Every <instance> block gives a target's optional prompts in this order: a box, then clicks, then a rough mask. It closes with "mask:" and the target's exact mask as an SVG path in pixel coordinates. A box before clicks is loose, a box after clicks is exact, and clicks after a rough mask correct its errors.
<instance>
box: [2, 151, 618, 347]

________________________

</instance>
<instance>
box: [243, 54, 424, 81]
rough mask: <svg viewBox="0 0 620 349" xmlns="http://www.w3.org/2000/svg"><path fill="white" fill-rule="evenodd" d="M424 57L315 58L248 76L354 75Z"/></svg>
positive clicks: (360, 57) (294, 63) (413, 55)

________________________

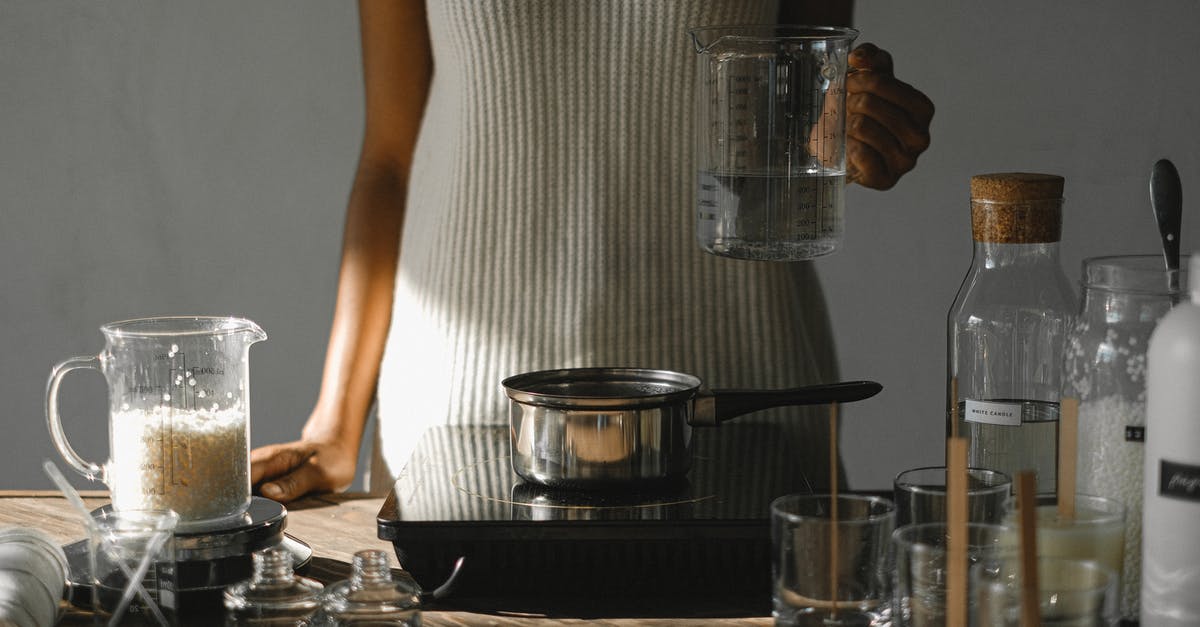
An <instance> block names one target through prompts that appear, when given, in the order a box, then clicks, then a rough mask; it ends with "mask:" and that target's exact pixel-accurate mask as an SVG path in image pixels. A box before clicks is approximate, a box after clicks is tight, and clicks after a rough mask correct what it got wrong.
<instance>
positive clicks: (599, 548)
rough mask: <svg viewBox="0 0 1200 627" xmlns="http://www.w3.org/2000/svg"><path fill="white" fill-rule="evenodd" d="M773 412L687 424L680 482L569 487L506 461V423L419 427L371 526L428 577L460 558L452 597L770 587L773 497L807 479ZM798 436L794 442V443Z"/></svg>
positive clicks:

________________________

ABOUT THIS TASK >>
Copy the data again word for word, from the line containing "</instance>" up to and including the line containing "positive clicks: (360, 57)".

TASK SOLUTION >>
</instance>
<instance>
box: [243, 54, 424, 81]
rough mask: <svg viewBox="0 0 620 349" xmlns="http://www.w3.org/2000/svg"><path fill="white" fill-rule="evenodd" d="M424 57L315 58L248 76L354 75Z"/></svg>
positive clicks: (360, 57) (294, 63) (413, 55)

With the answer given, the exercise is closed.